> _SHORT TASK_:
Please print the lines word for word, starting with the first one and going on through the line that contains "168L151 170L143 174L138", including that line.

> _PROVIDED DATA_:
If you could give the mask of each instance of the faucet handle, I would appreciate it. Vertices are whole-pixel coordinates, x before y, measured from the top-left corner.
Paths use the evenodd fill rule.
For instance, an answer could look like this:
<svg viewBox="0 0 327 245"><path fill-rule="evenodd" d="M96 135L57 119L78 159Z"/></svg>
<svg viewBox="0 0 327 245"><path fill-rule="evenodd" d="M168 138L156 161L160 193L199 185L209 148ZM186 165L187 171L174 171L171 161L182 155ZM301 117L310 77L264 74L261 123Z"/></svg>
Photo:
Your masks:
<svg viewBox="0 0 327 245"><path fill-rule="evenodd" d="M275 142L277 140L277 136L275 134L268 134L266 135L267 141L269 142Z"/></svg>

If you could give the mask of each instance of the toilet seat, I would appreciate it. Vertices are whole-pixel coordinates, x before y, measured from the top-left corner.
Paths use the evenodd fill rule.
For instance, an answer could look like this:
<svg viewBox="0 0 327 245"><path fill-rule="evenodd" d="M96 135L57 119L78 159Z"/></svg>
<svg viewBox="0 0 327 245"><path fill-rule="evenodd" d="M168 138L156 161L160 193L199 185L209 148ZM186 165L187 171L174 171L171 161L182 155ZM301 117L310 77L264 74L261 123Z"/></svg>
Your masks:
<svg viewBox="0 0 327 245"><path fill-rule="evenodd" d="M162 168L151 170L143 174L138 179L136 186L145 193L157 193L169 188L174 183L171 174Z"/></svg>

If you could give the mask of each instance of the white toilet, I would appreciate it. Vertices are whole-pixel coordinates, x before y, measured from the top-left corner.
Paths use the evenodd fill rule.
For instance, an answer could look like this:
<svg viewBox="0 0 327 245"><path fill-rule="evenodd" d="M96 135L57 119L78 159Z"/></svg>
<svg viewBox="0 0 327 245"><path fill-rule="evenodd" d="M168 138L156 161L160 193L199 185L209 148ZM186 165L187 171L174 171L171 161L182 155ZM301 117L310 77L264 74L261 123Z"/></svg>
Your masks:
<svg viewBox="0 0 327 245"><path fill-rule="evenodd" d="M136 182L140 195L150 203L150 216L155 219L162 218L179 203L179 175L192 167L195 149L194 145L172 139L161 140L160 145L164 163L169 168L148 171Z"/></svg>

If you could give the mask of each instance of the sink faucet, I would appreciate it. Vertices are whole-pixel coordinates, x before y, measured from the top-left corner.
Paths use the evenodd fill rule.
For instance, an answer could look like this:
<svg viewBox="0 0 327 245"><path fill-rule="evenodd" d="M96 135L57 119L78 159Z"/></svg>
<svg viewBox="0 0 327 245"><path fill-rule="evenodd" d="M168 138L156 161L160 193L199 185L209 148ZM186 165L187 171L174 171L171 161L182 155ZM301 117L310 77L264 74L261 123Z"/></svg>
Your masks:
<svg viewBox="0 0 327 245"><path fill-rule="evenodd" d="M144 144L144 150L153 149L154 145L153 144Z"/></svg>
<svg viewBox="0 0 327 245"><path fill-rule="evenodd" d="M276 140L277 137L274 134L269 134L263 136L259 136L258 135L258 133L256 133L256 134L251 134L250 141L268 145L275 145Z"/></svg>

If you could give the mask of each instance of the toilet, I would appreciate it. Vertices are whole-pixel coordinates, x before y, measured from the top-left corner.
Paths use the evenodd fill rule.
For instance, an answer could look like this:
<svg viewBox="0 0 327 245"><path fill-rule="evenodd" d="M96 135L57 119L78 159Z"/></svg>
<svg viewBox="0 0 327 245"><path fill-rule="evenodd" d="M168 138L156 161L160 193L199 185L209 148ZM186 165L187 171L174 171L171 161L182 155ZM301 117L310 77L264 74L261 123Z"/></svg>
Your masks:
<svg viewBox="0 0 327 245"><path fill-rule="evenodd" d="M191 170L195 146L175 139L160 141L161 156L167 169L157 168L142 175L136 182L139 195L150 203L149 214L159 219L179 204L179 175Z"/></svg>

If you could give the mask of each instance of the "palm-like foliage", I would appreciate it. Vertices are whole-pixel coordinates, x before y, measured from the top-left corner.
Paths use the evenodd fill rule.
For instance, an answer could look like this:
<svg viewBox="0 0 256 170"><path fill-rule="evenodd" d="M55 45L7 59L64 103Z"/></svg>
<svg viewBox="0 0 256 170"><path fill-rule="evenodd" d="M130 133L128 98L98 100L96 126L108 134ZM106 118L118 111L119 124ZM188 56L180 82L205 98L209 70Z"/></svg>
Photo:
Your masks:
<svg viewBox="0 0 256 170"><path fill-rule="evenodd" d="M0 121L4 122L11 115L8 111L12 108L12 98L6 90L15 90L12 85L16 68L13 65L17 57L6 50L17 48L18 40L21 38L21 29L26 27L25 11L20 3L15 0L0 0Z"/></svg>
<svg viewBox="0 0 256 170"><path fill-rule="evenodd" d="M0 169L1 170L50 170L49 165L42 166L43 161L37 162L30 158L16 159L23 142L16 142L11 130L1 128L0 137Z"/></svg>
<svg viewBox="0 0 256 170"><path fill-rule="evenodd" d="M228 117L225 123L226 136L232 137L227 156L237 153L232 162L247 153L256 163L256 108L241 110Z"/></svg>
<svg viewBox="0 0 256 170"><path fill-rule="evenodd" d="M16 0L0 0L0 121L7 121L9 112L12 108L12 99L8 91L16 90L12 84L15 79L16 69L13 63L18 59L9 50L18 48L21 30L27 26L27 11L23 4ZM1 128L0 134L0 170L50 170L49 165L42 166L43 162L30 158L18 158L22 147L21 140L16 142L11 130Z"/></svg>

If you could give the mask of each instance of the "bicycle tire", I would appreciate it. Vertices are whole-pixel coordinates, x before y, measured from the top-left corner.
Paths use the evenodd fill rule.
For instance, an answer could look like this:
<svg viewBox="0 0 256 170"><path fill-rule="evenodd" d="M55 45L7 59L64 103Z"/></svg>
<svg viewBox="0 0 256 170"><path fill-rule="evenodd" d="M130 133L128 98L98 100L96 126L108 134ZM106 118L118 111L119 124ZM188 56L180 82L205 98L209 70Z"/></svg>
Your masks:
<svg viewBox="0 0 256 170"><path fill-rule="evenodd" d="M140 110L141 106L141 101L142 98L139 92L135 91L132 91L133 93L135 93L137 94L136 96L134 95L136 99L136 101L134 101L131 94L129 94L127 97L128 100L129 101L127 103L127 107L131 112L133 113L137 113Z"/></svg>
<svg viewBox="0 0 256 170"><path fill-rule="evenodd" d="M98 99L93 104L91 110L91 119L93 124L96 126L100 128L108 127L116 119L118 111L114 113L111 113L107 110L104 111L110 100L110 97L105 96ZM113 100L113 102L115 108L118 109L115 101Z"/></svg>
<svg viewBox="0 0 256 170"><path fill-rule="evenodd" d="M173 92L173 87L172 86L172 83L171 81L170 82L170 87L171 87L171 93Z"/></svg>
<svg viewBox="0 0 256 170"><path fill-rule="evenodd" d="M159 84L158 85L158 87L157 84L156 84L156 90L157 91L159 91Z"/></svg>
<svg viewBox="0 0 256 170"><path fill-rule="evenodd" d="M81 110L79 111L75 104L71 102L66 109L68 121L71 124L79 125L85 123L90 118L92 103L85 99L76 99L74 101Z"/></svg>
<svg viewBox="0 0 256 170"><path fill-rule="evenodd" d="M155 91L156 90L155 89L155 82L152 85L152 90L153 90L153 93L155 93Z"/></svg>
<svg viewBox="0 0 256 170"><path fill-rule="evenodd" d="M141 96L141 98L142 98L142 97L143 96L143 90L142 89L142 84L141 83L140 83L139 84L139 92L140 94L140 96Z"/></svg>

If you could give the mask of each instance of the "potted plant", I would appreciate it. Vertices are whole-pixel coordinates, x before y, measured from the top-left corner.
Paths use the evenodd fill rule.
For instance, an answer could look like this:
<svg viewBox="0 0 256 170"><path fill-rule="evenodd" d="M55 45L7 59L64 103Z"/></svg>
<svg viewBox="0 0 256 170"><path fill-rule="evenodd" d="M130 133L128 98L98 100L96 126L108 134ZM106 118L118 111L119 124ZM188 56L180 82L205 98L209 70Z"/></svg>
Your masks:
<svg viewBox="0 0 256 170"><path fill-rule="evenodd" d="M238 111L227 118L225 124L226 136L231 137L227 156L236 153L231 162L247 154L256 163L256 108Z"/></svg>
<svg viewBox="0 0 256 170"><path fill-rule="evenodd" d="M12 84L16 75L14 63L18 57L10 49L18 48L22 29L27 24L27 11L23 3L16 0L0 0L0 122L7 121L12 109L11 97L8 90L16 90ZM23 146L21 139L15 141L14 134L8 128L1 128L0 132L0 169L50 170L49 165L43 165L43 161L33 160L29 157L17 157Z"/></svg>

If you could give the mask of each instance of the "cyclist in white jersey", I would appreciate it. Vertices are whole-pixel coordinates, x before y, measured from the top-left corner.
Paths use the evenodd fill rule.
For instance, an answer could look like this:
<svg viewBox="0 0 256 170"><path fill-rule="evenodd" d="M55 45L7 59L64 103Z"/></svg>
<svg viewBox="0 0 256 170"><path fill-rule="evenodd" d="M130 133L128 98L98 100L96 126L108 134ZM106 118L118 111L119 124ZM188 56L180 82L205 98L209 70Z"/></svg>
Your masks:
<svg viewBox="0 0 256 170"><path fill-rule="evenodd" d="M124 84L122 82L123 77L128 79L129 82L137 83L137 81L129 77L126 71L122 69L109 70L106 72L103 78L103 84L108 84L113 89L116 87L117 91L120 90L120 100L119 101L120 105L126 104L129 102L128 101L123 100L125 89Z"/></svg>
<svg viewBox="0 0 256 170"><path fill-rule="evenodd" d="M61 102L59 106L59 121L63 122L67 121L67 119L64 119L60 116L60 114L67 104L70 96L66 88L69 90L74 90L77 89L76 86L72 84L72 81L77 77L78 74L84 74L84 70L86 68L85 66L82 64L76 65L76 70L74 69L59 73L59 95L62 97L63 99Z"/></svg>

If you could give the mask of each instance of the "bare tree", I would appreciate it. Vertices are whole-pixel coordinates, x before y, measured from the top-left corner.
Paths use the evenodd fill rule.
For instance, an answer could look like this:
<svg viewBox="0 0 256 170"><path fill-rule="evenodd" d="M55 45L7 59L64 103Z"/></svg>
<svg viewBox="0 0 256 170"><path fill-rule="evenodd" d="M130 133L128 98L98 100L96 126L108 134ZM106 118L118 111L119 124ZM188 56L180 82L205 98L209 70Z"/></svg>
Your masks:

> _RESULT_:
If you could give the mask of each instance of the faucet handle, I would appreciate it. Vertices are whole-pixel coordinates, x before y, measured from the top-left corner.
Paths use the evenodd fill rule.
For instance, an answer could look like this:
<svg viewBox="0 0 327 245"><path fill-rule="evenodd" d="M96 135L57 119L78 159Z"/></svg>
<svg viewBox="0 0 327 245"><path fill-rule="evenodd" d="M168 138L156 161L160 193L199 185L209 148ZM186 165L187 171L174 171L171 161L182 155ZM301 117L310 77L264 74L261 123Z"/></svg>
Photo:
Your masks:
<svg viewBox="0 0 327 245"><path fill-rule="evenodd" d="M275 142L277 140L277 136L275 134L268 134L266 135L267 141L269 142Z"/></svg>

If you could give the mask of each instance of the toilet seat, I would appreciate it. Vertices are whole-pixel coordinates, x before y, measured from the top-left corner.
Paths use the evenodd fill rule.
For instance, an answer could look like this:
<svg viewBox="0 0 327 245"><path fill-rule="evenodd" d="M96 135L57 119L78 159Z"/></svg>
<svg viewBox="0 0 327 245"><path fill-rule="evenodd" d="M168 138L156 161L160 193L199 185L209 148ZM186 165L187 171L174 171L171 161L182 155ZM301 117L310 77L264 74L261 123Z"/></svg>
Your masks:
<svg viewBox="0 0 327 245"><path fill-rule="evenodd" d="M162 168L151 170L143 174L138 179L136 186L145 193L157 193L169 188L174 183L171 174Z"/></svg>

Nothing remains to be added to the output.